══ READING TEXT ══
However, this story is not about Praveen. This story is about the man who shaped Praveen into the man he is today. At a workshop for delinquents, Praveen met a man called Nagaraj Gangolli, and that encounter went on to change his life for the greater good.

Nagaraj Gangolli, a full-time instructor at The Art of Living

From assembling parts of HMT wristwatches to reforming prisoners and rowdy sheeters to working with farmers for giving them a decent standard of living, Nagaraj Gangolli has been quietly fighting a war to make lives better on all fronts. His attempt to help farmers led him to work in reviving two rivers in Karnataka: Vedavathi and Kumudvathi, which hold the promise of solving Bangalore’s water scarcity in the future.

At 15, Nagaraj faced the wrath of his family for hanging out with a ‘Harijan’. But that did not change his approach towards life.

A former wristwatch assembler for HMT Watches, Nagaraj, like the timepieces he once adopted as his mainstay, approaches life with confidence and perseverance. Today, he confidently states that his work in rejuvenating rivers in Karnataka is likely to end the century-old Cauvery water dispute with neighbouring Tamil Nadu, two years from now.

However, by 2004, Nagaraj was a full-time instructor with The Art of Living, teaching meditation and life tools for a happier and stress-free for various people and communities — from Dalit communities to cops, even hardened criminals and pencil-pushing state bureaucrats who initially refused to associate with any of it. Thanks to the various projects spearheaded by Nagaraj in slums, jails, and villages, thousands of people have reclaimed their life with renewed self-esteem, dignity and honesty. Praveen, for instance, now leads a respectable life and has also earned much appreciation from police personnel, including Inspector General of Police (IGP) Alok Kumar, for improved behaviour.

People from villages rallied around Nagaraj to clean up village ponds and store rainwater

Despite facing a lot of difficulties to get funds for his projects, he did not give up. He found out about the Government of India’s National Rural Employment Guarantee Act, 2005 (NREGA) scheme that is a legislative mandate for the government to fund important and locally relevant infrastructure projects. Under the Act, the Government also provides an employment guarantee to the locals.
═══
PROBLEMS
1. List every group of people that the Nagaraj Gangolli profile says he taught meditation and life tools to.
2. Answer these questions using the Nagaraj Gangolli profile:
(a) Which two rivers in Karnataka did Nagaraj work to revive?
(b) At what age did he face his family's wrath for spending time with a 'Harijan'?
(c) By what year was he a full-time instructor with The Art of Living?
3. Quote the Nagaraj Gangolli profile from "At 15, Nagaraj" up to and including "years from now.".
The data that comes next has no connection to the Nagaraj Gangolli profile.
══ ENTRIES PROVIDED ══
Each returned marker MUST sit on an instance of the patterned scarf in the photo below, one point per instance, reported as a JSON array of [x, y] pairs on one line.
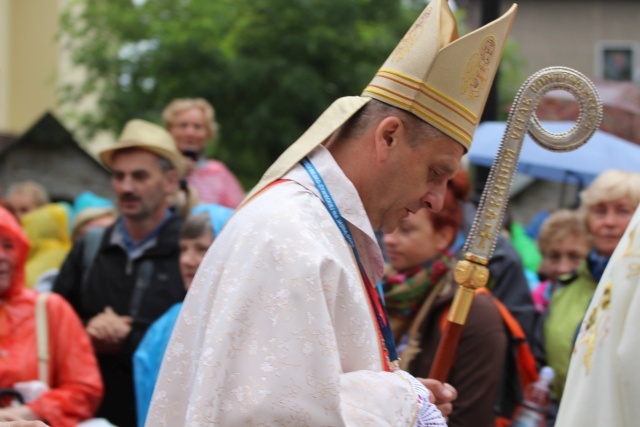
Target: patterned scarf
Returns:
[[405, 292]]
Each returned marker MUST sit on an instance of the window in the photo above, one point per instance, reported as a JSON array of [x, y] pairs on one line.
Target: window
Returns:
[[617, 60]]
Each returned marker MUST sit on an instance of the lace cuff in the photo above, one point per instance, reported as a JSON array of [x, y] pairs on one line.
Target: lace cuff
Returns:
[[428, 413]]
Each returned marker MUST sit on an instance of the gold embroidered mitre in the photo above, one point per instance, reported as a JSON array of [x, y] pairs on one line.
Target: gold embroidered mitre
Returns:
[[443, 79]]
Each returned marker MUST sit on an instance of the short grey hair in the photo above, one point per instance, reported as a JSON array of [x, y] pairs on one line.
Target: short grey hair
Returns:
[[611, 185], [374, 111]]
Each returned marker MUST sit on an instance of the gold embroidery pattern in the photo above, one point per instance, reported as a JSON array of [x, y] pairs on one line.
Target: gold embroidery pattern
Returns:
[[411, 37], [596, 324], [476, 72]]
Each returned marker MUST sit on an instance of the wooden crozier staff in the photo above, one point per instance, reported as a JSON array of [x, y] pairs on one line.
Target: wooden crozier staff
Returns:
[[472, 272]]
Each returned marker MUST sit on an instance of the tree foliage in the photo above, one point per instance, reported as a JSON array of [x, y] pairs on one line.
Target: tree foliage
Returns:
[[269, 67]]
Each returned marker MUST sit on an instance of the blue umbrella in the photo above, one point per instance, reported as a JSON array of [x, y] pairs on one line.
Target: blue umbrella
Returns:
[[602, 152]]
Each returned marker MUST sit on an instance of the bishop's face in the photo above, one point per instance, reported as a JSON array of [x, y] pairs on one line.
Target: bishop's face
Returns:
[[417, 177]]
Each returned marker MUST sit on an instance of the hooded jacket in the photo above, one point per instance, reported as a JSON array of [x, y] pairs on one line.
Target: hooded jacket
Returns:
[[74, 379]]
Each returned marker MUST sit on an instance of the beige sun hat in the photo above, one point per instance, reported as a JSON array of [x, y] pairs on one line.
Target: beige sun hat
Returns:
[[145, 136], [442, 79]]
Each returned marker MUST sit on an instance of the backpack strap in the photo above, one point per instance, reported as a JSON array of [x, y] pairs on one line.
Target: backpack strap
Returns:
[[92, 241], [526, 362], [42, 335]]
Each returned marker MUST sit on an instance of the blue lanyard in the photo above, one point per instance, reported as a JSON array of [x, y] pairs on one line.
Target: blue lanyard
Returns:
[[381, 317]]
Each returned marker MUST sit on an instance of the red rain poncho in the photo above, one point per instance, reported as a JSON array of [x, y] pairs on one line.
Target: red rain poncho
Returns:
[[74, 378]]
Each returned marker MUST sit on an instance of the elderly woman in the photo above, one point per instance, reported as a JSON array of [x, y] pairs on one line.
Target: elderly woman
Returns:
[[69, 388], [197, 234], [192, 123], [607, 206], [564, 243], [418, 293]]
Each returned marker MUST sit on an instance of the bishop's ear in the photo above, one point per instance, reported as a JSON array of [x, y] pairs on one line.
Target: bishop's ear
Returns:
[[389, 134]]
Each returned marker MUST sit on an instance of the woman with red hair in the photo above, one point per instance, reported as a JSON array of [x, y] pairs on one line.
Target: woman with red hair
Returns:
[[419, 289]]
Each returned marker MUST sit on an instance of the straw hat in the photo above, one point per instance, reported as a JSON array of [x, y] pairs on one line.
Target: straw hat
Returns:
[[145, 136], [440, 78]]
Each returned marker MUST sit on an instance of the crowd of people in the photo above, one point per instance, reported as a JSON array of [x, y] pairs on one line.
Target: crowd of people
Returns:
[[321, 297]]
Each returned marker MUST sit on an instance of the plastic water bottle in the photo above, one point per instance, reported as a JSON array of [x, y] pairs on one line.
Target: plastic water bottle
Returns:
[[533, 410]]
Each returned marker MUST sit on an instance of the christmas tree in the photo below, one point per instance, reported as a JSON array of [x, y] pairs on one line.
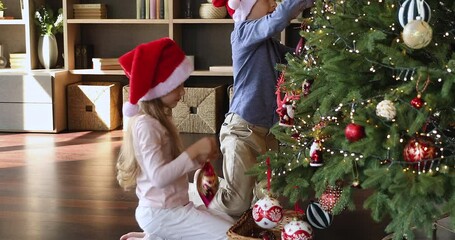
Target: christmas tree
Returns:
[[368, 102]]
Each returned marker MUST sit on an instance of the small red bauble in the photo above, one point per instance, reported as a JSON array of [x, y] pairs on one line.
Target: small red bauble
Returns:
[[316, 154], [297, 230], [267, 235], [417, 102], [419, 149], [354, 132], [267, 212]]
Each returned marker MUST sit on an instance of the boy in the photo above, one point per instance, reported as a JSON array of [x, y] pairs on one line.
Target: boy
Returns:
[[244, 134]]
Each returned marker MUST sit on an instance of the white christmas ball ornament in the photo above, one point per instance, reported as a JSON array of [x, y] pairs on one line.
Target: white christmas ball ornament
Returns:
[[412, 10], [386, 109], [267, 212], [297, 230], [417, 34]]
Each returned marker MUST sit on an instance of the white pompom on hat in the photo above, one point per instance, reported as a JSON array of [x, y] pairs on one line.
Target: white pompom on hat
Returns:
[[154, 69], [238, 9]]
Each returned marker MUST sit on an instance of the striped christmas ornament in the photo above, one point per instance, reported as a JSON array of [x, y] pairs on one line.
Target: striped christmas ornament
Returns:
[[412, 9], [317, 217]]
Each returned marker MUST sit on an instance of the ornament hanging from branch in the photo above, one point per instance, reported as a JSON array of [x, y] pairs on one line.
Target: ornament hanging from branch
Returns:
[[354, 132], [420, 152], [417, 34], [207, 183], [413, 9], [386, 109], [318, 217], [285, 105], [316, 154], [267, 212], [418, 102], [297, 229], [330, 197], [300, 48]]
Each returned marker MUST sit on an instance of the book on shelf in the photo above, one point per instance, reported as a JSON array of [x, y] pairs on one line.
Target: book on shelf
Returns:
[[90, 6], [106, 60], [152, 9], [90, 16], [83, 54], [89, 11], [106, 64], [107, 67], [220, 68]]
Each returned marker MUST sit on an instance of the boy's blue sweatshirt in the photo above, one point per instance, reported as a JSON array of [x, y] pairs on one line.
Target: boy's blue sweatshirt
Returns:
[[255, 54]]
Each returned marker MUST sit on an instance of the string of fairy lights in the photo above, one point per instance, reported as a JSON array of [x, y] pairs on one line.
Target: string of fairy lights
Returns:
[[444, 143]]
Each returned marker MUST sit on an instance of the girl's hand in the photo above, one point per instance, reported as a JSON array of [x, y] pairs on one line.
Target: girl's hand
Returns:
[[133, 236]]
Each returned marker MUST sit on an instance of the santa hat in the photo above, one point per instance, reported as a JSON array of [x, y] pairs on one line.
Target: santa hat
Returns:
[[154, 69], [238, 9]]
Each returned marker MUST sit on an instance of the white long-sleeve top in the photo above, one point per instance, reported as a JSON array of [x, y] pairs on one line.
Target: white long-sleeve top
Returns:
[[163, 181]]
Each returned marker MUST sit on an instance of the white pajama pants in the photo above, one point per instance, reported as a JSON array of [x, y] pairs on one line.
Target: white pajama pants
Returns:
[[187, 222], [241, 143]]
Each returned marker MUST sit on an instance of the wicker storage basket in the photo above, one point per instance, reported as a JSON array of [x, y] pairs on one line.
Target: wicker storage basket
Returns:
[[201, 110], [94, 106], [246, 229]]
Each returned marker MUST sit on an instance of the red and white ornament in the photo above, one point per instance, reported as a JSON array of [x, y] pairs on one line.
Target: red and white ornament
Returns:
[[316, 154], [207, 183], [417, 102], [330, 197], [419, 149], [297, 230], [267, 212], [354, 132], [287, 112], [386, 109]]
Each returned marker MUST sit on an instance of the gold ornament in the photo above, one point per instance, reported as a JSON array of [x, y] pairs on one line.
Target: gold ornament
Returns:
[[417, 34]]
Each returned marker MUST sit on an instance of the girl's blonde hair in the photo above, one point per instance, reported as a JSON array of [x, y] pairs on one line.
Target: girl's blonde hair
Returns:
[[127, 166]]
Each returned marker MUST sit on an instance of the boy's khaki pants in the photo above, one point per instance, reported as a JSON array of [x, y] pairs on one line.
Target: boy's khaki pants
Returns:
[[241, 143]]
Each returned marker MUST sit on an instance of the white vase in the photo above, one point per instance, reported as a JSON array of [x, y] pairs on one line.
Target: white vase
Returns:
[[47, 51]]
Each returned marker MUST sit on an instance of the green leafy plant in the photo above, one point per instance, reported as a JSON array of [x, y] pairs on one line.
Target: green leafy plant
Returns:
═══
SOLUTION LIST
1.
Dalit communities
cops
hardened criminals
pencil-pushing state bureaucrats

2.
(a) Vedavathi and Kumudvathi
(b) 15
(c) 2004

3.
At 15, Nagaraj faced the wrath of his family for hanging out with a ‘Harijan’. But that did not change his approach towards life.

A former wristwatch assembler for HMT Watches, Nagaraj, like the timepieces he once adopted as his mainstay, approaches life with confidence and perseverance. Today, he confidently states that his work in rejuvenating rivers in Karnataka is likely to end the century-old Cauvery water dispute with neighbouring Tamil Nadu, two years from now.